WHAT YOU ARE ASKED TO DO:
Tally how many lines in the data hold the word "every", and give the result with no other text.

━━━━━ TASK INPUTS ━━━━━

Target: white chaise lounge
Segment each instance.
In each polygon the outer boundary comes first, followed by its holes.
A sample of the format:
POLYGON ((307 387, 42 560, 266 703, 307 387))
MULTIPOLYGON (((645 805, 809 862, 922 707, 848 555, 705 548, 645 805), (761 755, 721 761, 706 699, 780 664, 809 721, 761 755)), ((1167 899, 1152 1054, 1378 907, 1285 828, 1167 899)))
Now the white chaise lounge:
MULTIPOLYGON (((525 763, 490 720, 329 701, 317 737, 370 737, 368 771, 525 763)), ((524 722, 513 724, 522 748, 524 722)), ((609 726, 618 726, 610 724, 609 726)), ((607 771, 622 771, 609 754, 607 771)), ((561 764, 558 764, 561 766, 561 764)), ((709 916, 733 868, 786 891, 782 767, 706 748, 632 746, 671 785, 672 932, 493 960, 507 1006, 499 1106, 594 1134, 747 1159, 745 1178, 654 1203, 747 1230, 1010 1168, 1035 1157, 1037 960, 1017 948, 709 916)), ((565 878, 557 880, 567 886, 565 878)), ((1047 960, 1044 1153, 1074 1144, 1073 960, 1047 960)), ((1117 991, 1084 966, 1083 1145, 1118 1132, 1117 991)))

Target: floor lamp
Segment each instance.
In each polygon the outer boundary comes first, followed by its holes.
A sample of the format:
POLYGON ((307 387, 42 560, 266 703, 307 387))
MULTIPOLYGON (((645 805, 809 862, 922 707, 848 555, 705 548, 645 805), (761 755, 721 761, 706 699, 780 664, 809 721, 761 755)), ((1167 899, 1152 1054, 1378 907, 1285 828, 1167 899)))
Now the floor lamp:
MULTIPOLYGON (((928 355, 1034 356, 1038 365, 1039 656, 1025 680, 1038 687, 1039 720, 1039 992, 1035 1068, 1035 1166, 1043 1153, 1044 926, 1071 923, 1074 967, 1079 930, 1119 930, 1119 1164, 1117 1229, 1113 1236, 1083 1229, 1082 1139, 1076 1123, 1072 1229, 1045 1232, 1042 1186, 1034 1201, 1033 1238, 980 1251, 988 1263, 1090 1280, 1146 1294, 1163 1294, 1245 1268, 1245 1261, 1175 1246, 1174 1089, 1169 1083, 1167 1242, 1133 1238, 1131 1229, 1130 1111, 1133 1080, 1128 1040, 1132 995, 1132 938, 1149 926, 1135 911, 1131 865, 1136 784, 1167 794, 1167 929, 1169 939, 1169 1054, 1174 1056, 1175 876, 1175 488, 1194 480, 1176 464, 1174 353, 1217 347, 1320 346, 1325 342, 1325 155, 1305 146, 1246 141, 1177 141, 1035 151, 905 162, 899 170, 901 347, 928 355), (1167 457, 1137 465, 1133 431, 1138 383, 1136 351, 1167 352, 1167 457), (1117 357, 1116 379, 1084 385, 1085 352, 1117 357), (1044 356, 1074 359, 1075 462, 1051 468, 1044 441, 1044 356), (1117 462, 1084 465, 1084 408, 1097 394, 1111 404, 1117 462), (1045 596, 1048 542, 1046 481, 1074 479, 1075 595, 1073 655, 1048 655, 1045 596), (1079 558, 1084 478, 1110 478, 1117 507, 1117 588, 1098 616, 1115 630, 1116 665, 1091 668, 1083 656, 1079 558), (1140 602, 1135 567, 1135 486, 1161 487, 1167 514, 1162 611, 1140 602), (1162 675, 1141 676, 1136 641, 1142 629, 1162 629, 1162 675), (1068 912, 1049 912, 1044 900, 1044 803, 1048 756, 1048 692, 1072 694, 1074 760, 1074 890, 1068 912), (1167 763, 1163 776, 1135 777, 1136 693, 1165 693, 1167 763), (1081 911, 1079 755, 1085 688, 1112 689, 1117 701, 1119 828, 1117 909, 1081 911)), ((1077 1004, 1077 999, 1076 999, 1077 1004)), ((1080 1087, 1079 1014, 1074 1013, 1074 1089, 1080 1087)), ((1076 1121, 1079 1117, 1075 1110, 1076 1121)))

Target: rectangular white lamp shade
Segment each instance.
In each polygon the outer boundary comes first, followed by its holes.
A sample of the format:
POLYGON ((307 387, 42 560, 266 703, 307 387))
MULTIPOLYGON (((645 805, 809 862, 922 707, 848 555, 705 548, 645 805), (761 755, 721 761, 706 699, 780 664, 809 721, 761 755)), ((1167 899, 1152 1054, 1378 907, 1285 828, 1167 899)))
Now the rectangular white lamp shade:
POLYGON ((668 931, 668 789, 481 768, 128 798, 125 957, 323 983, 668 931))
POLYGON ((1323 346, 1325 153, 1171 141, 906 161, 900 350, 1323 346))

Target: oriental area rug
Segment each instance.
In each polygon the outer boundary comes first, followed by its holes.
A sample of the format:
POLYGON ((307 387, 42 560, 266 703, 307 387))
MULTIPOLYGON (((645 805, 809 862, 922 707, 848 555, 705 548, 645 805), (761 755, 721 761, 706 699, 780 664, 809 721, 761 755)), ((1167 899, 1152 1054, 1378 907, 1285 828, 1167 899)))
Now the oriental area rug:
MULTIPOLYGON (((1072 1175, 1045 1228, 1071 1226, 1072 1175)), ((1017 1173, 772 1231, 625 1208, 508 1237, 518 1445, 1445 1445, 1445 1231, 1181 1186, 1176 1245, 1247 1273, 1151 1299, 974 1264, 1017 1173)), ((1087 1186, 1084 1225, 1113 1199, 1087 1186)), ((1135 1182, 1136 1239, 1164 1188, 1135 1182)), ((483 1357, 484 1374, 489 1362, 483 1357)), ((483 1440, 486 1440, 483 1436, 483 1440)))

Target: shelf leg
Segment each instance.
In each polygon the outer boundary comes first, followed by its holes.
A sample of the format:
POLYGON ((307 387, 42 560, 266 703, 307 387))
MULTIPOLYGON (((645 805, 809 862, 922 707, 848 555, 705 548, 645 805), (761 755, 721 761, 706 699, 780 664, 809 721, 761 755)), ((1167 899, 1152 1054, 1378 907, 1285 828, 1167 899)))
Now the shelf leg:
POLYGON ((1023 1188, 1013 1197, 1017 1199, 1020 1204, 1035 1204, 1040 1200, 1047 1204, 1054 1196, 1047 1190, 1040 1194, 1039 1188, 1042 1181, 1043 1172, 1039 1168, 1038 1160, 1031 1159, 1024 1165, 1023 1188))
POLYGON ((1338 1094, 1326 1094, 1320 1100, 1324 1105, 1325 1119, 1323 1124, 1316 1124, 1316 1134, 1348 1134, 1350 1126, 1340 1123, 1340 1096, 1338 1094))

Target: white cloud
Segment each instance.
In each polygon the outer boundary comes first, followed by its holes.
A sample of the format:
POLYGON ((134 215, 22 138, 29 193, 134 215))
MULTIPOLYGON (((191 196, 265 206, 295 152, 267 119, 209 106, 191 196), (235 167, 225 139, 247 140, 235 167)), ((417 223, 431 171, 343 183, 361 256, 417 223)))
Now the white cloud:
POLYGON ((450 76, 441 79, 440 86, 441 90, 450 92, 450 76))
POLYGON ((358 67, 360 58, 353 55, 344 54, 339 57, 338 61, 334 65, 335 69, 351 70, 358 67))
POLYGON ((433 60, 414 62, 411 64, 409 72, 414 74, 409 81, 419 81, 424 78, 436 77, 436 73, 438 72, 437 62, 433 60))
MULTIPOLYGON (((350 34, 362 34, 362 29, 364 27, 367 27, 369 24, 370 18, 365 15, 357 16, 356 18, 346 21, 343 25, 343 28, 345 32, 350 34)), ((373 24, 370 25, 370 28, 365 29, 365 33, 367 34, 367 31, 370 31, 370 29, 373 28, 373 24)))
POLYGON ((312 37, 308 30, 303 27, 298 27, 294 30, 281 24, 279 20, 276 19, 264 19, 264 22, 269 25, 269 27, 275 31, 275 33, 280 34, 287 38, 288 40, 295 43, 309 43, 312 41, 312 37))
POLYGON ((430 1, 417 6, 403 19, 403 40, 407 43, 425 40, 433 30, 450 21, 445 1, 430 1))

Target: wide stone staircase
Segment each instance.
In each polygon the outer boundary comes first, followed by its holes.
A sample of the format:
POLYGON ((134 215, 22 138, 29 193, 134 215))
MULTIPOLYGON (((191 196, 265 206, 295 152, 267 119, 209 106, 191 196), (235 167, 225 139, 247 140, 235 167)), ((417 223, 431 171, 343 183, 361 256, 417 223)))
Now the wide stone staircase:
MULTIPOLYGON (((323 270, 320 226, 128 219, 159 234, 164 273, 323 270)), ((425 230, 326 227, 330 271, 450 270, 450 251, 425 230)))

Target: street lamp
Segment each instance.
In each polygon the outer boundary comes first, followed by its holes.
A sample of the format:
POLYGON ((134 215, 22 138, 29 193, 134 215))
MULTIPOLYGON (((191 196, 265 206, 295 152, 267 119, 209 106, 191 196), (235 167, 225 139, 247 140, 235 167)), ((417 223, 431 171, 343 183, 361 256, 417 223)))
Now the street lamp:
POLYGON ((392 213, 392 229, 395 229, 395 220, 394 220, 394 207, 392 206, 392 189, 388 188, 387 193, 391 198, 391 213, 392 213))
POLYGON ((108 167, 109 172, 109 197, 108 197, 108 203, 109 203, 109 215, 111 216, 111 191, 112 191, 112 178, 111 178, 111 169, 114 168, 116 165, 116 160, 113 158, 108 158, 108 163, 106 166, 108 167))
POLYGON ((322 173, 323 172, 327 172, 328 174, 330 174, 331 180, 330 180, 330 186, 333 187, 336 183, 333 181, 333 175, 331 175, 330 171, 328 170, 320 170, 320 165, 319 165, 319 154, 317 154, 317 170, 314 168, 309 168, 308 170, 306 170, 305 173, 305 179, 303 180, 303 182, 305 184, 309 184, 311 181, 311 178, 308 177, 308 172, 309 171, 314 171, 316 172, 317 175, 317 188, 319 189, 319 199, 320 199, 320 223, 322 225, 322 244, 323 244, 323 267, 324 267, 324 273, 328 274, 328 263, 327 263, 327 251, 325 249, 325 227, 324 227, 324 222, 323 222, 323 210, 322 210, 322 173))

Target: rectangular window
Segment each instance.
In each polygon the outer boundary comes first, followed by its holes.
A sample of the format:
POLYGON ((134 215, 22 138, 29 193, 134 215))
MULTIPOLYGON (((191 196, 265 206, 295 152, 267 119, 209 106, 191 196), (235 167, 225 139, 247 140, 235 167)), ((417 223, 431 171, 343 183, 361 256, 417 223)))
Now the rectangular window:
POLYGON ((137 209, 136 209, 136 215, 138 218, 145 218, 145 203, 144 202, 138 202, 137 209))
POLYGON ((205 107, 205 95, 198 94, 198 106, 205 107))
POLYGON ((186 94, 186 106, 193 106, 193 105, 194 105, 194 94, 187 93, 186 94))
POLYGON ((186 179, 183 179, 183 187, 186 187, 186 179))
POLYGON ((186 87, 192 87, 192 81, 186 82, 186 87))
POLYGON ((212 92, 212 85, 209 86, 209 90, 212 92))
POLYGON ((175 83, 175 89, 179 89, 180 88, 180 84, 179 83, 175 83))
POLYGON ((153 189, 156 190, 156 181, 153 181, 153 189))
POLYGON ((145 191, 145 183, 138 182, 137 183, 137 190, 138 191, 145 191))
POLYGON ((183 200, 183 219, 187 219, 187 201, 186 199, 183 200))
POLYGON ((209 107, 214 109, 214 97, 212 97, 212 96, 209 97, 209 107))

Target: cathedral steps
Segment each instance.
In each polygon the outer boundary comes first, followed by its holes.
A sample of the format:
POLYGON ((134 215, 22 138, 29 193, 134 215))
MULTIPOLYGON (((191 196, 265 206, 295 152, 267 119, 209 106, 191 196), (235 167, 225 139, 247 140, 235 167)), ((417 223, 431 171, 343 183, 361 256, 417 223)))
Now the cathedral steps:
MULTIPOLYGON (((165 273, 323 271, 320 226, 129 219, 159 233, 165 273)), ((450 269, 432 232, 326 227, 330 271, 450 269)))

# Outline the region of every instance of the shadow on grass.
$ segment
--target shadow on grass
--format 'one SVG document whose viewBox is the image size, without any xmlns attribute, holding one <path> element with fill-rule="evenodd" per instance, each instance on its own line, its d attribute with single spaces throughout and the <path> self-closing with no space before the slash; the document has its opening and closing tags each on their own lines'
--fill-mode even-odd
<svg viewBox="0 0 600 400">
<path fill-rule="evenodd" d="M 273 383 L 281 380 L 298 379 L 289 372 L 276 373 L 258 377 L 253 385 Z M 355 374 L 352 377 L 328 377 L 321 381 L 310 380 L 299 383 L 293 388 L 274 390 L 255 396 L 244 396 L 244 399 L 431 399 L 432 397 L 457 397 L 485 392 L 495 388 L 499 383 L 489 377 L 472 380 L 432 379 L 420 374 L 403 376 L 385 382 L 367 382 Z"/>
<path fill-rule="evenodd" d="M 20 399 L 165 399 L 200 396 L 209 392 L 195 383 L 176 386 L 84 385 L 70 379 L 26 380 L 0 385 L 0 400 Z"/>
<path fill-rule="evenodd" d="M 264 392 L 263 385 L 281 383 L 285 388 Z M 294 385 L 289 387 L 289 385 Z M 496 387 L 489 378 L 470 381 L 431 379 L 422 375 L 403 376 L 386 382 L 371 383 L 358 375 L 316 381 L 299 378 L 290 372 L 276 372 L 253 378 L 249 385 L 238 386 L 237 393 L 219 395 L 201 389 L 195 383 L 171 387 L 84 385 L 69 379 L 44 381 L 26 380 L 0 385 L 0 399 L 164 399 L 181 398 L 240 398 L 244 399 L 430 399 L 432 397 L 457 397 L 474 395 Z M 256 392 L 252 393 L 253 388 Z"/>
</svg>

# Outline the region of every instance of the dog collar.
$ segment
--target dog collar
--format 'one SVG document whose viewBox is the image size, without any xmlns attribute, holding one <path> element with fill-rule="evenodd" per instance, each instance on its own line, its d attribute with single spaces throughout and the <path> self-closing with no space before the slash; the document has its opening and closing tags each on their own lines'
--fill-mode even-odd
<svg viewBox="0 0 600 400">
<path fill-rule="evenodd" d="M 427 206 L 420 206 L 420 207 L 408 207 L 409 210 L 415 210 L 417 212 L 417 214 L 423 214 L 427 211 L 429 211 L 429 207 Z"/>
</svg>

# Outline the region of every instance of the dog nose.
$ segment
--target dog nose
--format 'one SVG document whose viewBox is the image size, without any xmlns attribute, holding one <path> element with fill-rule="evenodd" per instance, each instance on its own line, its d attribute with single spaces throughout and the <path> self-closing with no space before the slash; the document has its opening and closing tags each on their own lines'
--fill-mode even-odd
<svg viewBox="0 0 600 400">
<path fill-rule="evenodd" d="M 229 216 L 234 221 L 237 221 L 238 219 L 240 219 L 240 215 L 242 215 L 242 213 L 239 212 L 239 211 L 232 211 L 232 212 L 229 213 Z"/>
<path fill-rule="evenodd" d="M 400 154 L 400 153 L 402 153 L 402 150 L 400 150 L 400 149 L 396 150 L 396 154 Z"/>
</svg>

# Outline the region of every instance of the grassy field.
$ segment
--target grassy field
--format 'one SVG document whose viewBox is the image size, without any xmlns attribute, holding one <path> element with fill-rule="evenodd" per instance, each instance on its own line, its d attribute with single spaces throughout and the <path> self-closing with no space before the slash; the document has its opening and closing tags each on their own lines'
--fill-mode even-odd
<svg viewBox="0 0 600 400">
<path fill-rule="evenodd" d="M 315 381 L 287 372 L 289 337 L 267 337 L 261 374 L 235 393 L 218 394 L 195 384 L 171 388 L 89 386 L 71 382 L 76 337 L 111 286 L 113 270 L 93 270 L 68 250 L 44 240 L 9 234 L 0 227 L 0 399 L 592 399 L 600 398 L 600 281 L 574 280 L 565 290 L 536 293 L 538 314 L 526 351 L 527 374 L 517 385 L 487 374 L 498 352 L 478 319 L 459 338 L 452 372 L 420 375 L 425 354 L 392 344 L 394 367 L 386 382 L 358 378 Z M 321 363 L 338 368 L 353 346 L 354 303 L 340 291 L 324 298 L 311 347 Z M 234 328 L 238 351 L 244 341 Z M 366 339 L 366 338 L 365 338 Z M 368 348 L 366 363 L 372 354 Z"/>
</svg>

━━━━━

RESPONSE AREA:
4